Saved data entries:
______

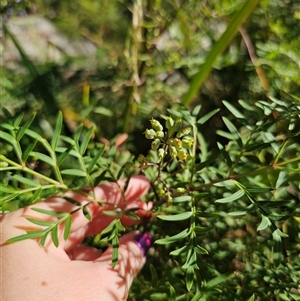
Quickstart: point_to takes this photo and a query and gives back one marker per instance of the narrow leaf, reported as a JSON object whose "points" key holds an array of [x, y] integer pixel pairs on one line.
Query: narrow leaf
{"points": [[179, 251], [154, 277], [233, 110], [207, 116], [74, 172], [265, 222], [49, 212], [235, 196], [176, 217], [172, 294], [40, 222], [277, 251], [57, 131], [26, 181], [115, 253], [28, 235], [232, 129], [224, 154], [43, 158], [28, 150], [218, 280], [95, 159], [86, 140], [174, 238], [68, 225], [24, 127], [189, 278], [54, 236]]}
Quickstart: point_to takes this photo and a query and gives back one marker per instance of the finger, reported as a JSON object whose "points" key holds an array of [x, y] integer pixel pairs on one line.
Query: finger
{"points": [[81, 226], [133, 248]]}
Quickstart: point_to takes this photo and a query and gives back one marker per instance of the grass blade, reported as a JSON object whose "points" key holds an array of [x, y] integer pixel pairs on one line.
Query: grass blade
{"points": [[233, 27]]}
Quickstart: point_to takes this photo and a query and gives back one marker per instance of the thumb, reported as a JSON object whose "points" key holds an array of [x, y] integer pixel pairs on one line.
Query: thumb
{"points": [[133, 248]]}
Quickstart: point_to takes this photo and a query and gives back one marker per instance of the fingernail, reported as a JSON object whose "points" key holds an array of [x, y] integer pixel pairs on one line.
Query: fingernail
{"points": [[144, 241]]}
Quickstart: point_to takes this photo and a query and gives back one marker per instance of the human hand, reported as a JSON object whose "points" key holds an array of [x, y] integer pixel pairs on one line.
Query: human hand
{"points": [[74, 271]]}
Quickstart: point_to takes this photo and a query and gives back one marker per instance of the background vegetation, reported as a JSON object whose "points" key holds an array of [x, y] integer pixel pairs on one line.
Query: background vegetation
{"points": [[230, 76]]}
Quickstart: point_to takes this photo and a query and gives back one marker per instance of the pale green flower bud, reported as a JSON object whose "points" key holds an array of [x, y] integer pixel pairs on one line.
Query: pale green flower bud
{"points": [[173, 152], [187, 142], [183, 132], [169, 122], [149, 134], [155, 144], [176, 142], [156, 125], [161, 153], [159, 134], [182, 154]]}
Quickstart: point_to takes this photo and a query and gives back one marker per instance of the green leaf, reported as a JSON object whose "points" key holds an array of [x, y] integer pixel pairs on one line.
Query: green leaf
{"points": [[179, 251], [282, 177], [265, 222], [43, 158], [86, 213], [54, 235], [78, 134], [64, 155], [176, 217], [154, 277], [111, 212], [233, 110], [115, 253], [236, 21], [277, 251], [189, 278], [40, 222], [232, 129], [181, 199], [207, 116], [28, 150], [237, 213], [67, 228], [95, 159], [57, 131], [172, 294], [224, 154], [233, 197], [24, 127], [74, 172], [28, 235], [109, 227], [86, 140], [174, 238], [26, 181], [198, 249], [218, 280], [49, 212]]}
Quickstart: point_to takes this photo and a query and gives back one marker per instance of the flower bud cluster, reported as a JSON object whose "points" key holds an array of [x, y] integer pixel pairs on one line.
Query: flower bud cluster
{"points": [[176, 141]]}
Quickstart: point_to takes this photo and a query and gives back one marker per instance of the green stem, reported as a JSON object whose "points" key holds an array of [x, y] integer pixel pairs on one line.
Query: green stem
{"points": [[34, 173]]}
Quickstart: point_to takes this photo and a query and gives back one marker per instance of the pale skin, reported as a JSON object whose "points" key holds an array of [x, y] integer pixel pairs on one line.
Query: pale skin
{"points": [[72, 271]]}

______

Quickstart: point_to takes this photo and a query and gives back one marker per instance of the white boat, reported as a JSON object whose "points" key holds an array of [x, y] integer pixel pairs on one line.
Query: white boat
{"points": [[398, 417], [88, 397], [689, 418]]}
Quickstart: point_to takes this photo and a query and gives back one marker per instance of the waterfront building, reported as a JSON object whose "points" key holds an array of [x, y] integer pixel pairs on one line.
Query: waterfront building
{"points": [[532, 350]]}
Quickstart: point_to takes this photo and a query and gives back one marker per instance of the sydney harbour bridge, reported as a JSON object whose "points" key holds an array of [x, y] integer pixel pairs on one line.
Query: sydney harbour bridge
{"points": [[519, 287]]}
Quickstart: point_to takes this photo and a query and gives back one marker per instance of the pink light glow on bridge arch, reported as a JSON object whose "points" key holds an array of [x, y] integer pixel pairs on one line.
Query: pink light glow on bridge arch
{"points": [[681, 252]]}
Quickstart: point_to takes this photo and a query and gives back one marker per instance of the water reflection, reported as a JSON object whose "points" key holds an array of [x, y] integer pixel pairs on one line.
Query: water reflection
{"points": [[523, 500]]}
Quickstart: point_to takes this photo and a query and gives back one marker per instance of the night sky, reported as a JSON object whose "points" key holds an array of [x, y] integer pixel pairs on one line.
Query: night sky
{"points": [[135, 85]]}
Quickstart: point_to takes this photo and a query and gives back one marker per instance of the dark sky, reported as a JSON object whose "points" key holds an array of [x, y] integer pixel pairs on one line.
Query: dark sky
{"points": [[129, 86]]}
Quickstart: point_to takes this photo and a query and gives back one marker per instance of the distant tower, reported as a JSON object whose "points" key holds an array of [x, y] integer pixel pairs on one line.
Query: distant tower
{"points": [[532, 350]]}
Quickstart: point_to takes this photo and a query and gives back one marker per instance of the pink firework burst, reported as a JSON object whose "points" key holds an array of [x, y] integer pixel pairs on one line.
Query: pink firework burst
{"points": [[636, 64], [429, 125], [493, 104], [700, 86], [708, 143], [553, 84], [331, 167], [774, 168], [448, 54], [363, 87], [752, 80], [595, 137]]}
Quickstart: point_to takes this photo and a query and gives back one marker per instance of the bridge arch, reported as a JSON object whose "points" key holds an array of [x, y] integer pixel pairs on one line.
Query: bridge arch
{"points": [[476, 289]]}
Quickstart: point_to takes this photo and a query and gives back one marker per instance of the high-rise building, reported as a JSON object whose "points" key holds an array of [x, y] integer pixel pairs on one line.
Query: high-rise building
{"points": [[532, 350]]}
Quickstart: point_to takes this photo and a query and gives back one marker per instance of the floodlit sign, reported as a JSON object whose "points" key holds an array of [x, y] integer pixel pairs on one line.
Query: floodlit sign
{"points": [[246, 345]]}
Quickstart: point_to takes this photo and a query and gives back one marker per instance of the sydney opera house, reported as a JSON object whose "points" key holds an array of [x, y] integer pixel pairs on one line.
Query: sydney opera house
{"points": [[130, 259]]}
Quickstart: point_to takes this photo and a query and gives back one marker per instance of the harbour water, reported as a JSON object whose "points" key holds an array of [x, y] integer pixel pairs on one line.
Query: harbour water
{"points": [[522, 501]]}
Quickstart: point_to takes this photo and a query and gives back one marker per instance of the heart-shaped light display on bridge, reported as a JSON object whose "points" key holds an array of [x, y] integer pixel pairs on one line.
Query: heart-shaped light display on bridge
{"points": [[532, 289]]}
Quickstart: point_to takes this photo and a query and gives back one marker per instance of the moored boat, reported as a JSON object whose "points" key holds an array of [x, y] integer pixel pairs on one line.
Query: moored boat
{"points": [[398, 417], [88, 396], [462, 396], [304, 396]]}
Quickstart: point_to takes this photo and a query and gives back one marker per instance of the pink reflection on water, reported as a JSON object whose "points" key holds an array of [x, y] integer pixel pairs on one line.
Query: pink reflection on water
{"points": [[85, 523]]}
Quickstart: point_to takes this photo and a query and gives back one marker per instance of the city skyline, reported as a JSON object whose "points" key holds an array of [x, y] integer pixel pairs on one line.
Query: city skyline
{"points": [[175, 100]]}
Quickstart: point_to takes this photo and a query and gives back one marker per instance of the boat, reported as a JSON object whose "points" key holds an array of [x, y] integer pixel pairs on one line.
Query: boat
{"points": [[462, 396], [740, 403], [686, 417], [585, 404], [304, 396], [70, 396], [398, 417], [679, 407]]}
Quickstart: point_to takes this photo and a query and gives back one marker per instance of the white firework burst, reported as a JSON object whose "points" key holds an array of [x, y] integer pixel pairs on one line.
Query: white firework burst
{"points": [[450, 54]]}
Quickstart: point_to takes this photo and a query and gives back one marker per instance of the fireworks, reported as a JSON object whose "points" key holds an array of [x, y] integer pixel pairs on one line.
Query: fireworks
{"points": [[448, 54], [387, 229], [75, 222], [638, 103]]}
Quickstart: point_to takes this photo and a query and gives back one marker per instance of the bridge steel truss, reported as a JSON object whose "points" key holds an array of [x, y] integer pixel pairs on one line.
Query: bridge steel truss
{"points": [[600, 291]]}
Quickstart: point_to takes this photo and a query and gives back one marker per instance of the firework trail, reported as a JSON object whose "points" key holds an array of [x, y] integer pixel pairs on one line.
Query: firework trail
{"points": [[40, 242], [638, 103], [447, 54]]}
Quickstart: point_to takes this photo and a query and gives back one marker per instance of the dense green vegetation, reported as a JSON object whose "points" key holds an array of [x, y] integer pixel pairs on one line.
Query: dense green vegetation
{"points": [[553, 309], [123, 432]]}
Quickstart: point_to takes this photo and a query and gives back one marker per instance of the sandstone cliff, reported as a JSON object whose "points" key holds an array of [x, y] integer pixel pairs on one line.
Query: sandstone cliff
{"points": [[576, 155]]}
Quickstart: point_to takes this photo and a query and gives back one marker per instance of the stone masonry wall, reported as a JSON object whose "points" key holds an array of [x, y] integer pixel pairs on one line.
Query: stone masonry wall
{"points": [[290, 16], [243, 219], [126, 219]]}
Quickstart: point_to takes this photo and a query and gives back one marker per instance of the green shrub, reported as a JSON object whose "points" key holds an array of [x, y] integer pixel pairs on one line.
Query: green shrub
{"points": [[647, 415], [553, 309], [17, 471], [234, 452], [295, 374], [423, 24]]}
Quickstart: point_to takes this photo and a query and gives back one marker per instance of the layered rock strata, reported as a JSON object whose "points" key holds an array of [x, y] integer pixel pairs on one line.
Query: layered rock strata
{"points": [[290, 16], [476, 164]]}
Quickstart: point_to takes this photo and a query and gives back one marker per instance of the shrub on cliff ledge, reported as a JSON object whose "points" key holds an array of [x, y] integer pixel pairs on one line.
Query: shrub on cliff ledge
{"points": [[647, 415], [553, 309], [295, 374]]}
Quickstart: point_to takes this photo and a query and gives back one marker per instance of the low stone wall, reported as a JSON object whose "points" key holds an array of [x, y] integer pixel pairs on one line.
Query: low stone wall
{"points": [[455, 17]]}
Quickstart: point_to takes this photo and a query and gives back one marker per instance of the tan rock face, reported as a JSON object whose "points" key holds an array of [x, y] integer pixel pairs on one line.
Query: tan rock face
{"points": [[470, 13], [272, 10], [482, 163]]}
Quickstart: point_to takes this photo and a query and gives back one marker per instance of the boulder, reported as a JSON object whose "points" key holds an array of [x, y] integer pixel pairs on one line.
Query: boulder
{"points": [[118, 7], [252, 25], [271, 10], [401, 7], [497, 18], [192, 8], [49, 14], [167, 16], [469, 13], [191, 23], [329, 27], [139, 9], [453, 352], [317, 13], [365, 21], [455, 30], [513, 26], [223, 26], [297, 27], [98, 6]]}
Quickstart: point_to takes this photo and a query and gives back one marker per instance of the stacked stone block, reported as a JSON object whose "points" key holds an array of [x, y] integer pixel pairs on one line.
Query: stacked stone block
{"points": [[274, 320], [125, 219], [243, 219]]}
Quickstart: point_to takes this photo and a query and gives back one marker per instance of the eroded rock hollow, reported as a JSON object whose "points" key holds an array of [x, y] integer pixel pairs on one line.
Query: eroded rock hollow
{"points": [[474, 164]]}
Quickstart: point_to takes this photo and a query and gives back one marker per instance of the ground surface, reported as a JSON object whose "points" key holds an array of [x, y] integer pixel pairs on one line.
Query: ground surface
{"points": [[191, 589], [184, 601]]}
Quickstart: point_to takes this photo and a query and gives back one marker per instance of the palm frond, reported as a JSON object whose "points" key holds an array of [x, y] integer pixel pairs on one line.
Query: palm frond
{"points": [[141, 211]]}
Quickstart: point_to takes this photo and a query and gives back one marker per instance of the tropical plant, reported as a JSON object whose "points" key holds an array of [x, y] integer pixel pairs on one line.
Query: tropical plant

______

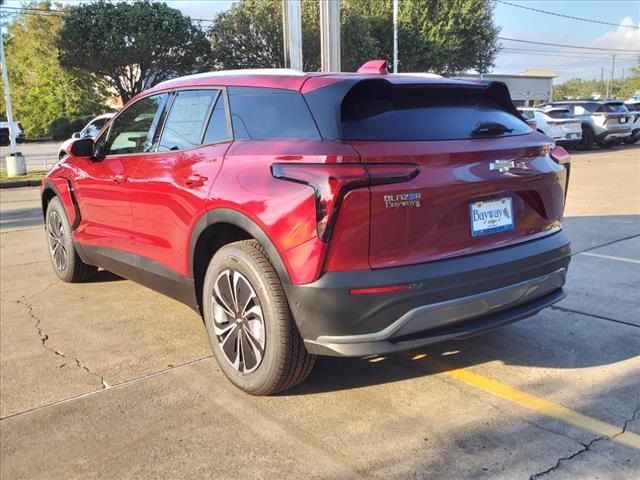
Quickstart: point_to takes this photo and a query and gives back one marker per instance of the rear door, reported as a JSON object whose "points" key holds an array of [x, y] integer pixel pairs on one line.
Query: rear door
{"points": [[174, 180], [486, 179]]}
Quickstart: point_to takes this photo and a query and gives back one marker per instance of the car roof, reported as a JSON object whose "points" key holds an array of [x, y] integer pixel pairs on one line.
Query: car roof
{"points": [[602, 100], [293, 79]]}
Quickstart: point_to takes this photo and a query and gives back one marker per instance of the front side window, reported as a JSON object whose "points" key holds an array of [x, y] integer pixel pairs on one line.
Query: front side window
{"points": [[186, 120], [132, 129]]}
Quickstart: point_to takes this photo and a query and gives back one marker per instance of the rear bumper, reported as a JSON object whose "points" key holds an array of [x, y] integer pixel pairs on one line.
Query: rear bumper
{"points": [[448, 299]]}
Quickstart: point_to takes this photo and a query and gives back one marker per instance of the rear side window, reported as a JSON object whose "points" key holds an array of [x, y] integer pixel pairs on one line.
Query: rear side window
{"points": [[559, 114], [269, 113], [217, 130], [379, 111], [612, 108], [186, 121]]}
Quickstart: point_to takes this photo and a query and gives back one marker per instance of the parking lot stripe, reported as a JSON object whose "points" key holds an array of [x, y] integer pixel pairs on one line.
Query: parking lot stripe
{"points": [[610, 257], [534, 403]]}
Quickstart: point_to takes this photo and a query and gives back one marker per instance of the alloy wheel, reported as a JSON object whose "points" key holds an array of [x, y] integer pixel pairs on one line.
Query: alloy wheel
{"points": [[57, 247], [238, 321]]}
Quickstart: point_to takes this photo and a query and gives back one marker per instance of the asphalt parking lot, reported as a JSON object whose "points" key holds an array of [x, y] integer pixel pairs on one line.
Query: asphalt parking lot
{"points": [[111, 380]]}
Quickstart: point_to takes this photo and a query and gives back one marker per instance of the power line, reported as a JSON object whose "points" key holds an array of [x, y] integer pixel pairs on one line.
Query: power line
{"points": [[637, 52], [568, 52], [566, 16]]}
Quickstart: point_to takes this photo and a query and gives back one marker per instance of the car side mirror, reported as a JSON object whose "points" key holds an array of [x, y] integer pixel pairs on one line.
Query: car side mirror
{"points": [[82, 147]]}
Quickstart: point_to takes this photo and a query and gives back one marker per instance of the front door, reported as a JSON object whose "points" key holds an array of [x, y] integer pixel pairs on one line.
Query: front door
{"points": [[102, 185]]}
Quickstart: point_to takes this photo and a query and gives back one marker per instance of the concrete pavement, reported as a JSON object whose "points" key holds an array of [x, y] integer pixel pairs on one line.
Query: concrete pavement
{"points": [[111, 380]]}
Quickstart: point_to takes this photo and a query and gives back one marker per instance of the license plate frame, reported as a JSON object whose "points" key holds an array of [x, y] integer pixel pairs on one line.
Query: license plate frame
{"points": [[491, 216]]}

______

Please pull out every line of the material above that contains the string "thumb". Case counts when matching.

OUTPUT FOR THIS EXERCISE:
Quickstart: point_to takes this photo and a query and gives back one marker per instance of the thumb, reported as a JSON object whose "points" key holds an array of [x, y] integer pixel pairs on one line.
Query: thumb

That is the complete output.